**수행 과제**
아래 데이터의 모든 줄을 한 글자도 바꾸지 말고 처음부터 끝까지 그대로 옮겨 적으세요.

[점 배치 데이터]
========================================
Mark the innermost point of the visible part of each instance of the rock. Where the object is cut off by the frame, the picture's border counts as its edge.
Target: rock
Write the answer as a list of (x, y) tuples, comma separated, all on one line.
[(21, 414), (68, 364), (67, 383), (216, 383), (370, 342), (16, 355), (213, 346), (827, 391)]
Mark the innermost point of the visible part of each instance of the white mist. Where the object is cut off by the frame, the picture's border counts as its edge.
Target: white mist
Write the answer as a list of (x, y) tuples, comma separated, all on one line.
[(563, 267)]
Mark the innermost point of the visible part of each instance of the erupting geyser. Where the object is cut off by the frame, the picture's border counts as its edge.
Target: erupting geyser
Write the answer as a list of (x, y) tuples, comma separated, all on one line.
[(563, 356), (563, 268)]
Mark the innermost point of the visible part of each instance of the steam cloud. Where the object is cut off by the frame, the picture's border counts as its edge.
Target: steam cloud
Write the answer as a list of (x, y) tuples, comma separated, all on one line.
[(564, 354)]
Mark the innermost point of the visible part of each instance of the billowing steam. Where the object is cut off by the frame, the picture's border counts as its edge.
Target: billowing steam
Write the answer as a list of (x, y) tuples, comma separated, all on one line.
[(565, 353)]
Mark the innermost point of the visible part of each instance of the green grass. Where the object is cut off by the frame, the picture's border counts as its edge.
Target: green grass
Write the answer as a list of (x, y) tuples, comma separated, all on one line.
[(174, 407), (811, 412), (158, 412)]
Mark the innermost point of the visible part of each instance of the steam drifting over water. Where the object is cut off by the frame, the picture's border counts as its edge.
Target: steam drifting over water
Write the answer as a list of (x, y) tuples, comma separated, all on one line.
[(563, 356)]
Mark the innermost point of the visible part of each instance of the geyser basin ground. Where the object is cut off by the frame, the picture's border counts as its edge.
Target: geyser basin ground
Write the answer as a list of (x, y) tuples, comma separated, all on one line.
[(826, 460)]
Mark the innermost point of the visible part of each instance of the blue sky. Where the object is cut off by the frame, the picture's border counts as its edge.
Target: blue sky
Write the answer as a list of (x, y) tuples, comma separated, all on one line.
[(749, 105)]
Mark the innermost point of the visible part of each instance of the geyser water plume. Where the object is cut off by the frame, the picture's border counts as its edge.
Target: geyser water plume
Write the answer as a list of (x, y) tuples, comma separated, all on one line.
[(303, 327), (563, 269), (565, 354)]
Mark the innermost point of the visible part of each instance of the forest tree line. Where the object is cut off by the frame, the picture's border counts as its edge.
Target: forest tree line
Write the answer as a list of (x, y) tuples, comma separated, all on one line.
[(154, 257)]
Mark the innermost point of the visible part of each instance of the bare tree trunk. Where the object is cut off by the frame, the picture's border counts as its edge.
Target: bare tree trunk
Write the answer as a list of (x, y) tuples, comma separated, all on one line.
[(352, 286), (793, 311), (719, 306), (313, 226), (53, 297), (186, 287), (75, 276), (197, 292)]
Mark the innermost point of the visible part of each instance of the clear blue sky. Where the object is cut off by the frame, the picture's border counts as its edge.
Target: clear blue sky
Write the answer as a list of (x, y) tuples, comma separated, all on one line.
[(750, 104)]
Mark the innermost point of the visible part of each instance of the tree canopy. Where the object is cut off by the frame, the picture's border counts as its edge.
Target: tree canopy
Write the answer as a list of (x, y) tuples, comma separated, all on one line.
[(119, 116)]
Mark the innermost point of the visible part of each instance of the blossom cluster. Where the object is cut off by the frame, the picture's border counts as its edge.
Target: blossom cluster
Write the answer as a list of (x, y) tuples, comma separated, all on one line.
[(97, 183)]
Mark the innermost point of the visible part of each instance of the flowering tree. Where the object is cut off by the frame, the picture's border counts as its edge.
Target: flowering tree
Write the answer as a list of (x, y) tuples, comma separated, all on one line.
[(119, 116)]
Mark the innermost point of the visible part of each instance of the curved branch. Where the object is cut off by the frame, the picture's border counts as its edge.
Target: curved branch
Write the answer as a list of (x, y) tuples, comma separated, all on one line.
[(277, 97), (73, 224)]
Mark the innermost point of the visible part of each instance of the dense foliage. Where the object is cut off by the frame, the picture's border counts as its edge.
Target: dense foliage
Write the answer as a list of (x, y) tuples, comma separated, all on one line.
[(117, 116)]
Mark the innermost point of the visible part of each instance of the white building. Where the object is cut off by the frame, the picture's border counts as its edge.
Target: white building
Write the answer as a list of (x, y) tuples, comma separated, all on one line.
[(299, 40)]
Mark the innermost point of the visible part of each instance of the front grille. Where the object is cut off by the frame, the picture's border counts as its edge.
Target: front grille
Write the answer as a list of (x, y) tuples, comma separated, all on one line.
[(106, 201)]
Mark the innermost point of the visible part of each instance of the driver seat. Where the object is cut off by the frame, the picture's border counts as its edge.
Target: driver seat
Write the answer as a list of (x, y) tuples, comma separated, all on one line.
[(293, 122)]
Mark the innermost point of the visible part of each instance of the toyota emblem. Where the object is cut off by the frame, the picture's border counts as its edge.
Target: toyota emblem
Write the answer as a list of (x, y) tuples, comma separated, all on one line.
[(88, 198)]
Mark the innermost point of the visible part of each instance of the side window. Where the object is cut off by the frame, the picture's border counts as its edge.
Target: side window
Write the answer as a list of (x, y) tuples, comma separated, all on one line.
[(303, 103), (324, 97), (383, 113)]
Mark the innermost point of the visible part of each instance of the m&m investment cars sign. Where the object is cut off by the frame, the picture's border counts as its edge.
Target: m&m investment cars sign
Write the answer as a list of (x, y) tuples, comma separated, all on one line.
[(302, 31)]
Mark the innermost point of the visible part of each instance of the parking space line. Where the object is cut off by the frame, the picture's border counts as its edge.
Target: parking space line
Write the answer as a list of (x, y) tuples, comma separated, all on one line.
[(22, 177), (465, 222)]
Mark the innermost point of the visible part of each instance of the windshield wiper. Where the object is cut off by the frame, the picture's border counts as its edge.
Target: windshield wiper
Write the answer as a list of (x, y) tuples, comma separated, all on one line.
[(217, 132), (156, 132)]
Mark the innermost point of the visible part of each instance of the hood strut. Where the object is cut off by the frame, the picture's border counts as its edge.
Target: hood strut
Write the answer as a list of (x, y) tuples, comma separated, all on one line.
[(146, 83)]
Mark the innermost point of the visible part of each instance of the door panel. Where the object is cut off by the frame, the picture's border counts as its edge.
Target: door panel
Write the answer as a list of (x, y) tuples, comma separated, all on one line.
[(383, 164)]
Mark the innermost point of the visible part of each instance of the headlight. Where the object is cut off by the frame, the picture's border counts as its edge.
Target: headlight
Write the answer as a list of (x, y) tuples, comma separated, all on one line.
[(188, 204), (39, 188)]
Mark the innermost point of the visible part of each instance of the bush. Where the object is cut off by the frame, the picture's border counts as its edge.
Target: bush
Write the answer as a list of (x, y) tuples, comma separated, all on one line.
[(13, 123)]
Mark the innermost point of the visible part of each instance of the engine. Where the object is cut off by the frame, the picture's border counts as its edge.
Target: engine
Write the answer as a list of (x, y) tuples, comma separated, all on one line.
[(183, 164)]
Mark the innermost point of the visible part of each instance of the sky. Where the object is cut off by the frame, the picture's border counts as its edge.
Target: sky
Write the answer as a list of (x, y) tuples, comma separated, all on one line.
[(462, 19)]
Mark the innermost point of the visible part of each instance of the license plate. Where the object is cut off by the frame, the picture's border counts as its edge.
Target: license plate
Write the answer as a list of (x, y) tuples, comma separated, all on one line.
========================================
**풀이**
Mark the innermost point of the visible part of each instance of the rock. Where the object is cut off by the frame, the picture's border counts as its edge.
Target: rock
Write the answer as a list of (x, y) tuples, comma separated, all on one line.
[(21, 414), (68, 364), (67, 383), (216, 383), (370, 342), (16, 355), (213, 346), (827, 391)]
Mark the innermost point of the visible part of each instance of the white mist. Where the object is cut off by the frame, the picture's border counts as its edge.
Target: white mist
Write the answer as a list of (x, y) tuples, comma separated, all on one line.
[(563, 267)]
Mark the innermost point of the visible part of each instance of the erupting geyser. Where the object is cut off by the frame, the picture's border counts as its edge.
Target: erupting geyser
Write the answer as a list of (x, y) tuples, comma separated, all on one line.
[(563, 356), (563, 268)]
Mark the innermost point of the visible part of each instance of the steam cloud. Where the object is cut off by the frame, the picture's border counts as its edge.
Target: steam cloud
Write the answer as a list of (x, y) tuples, comma separated, all on one line.
[(564, 354)]
Mark the innermost point of the visible part of each instance of the billowing steam. Where the object is cut off by the frame, the picture's border counts as its edge.
Target: billowing steam
Write the answer as a list of (x, y) tuples, comma separated, all on one line.
[(565, 353)]
Mark the innermost point of the visible part of each instance of the green grass. Where the object is cut off by the frame, the picture's border counts as its edge.
Target: green grass
Write the answer as a list of (x, y) tuples, comma separated, all on one line.
[(174, 407), (811, 412), (158, 412)]
Mark the innermost point of the visible part of each instance of the steam drifting over water. Where the object is cut off by the frame, the picture's border counts as its edge.
Target: steam drifting over water
Write the answer as a list of (x, y) tuples, comma separated, all on one line.
[(563, 356)]
Mark the innermost point of the visible part of each instance of the geyser basin ground. Where the object is cut off by the frame, the picture's border counts as its edge.
Target: geyser basin ground
Write the answer as a list of (x, y) tuples, comma separated, all on one line.
[(826, 460)]
Mark the innermost point of the visible part of each instance of the blue sky. Where the object is cut off by the frame, the picture's border counts as its edge.
Target: blue sky
Write the answer as a list of (x, y) tuples, comma separated, all on one line.
[(749, 105)]
Mark the innermost point of the visible part of each instance of the geyser water plume. Where the object is cut off by the frame, the picture's border counts as its edge.
Target: geyser water plume
Write the answer as a list of (x, y) tuples, comma separated, all on one line.
[(303, 327), (563, 269), (565, 354)]
Mark the innermost point of the visible part of each instance of the forest tree line. Where the object is cut off by the frame, the picture's border counts as its edge.
Target: forest tree line
Write the answer as a list of (x, y) tuples, comma separated, all on one line.
[(154, 257)]
Mark the innermost point of the visible part of each instance of the bare tree trunk. Where the object is cut off by the frame, the picture's border counts as its edge.
Target: bare tree trunk
Write the answer as a list of (x, y) tuples, comma separated, all on one line.
[(352, 286), (793, 311), (719, 306), (313, 226), (53, 297), (186, 287), (75, 276), (197, 292)]
Mark the innermost point of the visible part of each instance of the clear blue sky. Where the object is cut off by the frame, the picture's border counts as its edge.
Target: clear blue sky
Write the answer as a list of (x, y) tuples, comma separated, all on one line.
[(750, 104)]
Mark the innermost point of the visible part of each instance of the tree canopy. Where the object is cut off by the frame, the picture's border counts as its edge.
Target: tree canopy
Write the answer as a list of (x, y) tuples, comma separated, all on one line.
[(119, 116)]
Mark the innermost point of the visible part of each instance of the blossom cluster. Where the object is cut off by the frame, the picture's border counts as its edge.
Target: blossom cluster
Write the answer as a list of (x, y) tuples, comma separated, all on one line.
[(97, 183)]
Mark the innermost point of the visible part of each instance of the flowering tree. Where the object is cut off by the frame, the picture's border counts as its edge.
Target: flowering tree
Write the answer as a list of (x, y) tuples, comma separated, all on one line.
[(119, 116)]
Mark the innermost point of the visible part of each instance of the curved branch. Where the object is cut off by the frame, the picture's border counts as its edge.
Target: curved branch
Write the answer as a list of (x, y) tuples, comma separated, all on one line.
[(277, 97), (73, 224)]
Mark the innermost point of the visible part of each instance of the dense foliage. Where the object is cut off by the frame, the picture's border counts as its edge.
Target: dense foliage
Write the answer as a list of (x, y) tuples, comma separated, all on one line.
[(117, 116)]
Mark the innermost point of the visible part of each instance of the white building. Where the object is cut off by the frame, the picture's border counts as its edge.
Target: white building
Write the answer as a list of (x, y) tuples, comma separated, all on one line.
[(299, 40)]
Mark the innermost point of the visible part of each instance of the front grille. Where the object is cut off by the frame, the picture's border counts as its edge.
Target: front grille
Write the answer as a list of (x, y) tuples, comma separated, all on one line.
[(106, 201)]
Mark the innermost point of the visible part of each instance of the driver seat. Where the object is cut off by the frame, the picture's border counts as its edge.
Target: driver seat
Write the answer as a list of (x, y) tuples, comma separated, all on one line.
[(293, 122)]
Mark the innermost point of the visible part of each instance of the toyota emblem. Where the object is cut off by the frame, the picture's border counts as its edge.
Target: toyota emblem
Write the answer as a list of (x, y) tuples, comma separated, all on one line.
[(88, 198)]
Mark the innermost point of the visible part of each instance of the side window. Where the object is cut off by the frame, the picture's border counts as its edge.
Target: side window
Write the answer as a list of (x, y) tuples, comma separated, all on one line.
[(303, 103), (324, 97), (383, 113)]
Mark the innermost point of the visible part of each instance of the m&m investment cars sign. Where the object is cut off by the frame, the picture's border counts as its edge.
Target: m&m investment cars sign
Write the answer as a list of (x, y) tuples, comma separated, all on one line.
[(302, 31)]
Mark the innermost point of the visible part of each instance of the parking space line. Where the object is cut off by the frame, the picture's border counts as its edge.
Target: parking space line
Write the answer as a list of (x, y) tuples, comma separated, all on one line.
[(22, 177), (465, 222)]
Mark the innermost point of the visible part of each instance of the windshield wiper. Where the object is cut off by the frame, the picture's border counts as its edge.
Target: windshield wiper
Write the answer as a list of (x, y) tuples, comma separated, all on one line.
[(217, 132), (156, 132)]
Mark the innermost point of the visible part of each instance of the hood strut. Where the object is cut off by the frame, the picture's border counts as its edge.
Target: hood strut
Write the answer as a list of (x, y) tuples, comma separated, all on one line.
[(146, 83)]
Mark the innermost point of the visible part of each instance of the door panel. Where the object is cut off by the frame, the picture's border counts as its edge.
Target: door panel
Write the answer as a list of (x, y) tuples, comma separated, all on one line.
[(383, 164)]
Mark the innermost point of the visible part of each instance of the headlight. Where the object is cut off by the frame, the picture's border counts as its edge.
Target: headlight
Write the answer as a list of (x, y) tuples, comma separated, all on one line.
[(188, 204), (39, 188)]
Mark the innermost point of the visible part of each instance of the bush. Where the object is cut off by the frame, the picture's border counts as its edge.
Target: bush
Write the answer as a list of (x, y) tuples, comma separated, all on one line.
[(13, 123)]
Mark the innermost point of the visible part of each instance of the engine. Where the object is cut off by the frame, the picture's border counts as its edge.
Target: engine
Write the answer as a list of (x, y) tuples, comma separated, all on one line.
[(183, 164)]
Mark the innermost point of the visible part of each instance of the sky. Where the object is cut off by the frame, the picture's border counts as its edge.
Target: sky
Write the answer as a list of (x, y) tuples, comma separated, all on one line.
[(462, 19)]
Mark the innermost point of the visible part of each instance of the license plate. Where the object is cut off by the frame, the picture's border counts as its edge.
Target: license plate
Write the answer as a list of (x, y) tuples, comma separated, all on one line.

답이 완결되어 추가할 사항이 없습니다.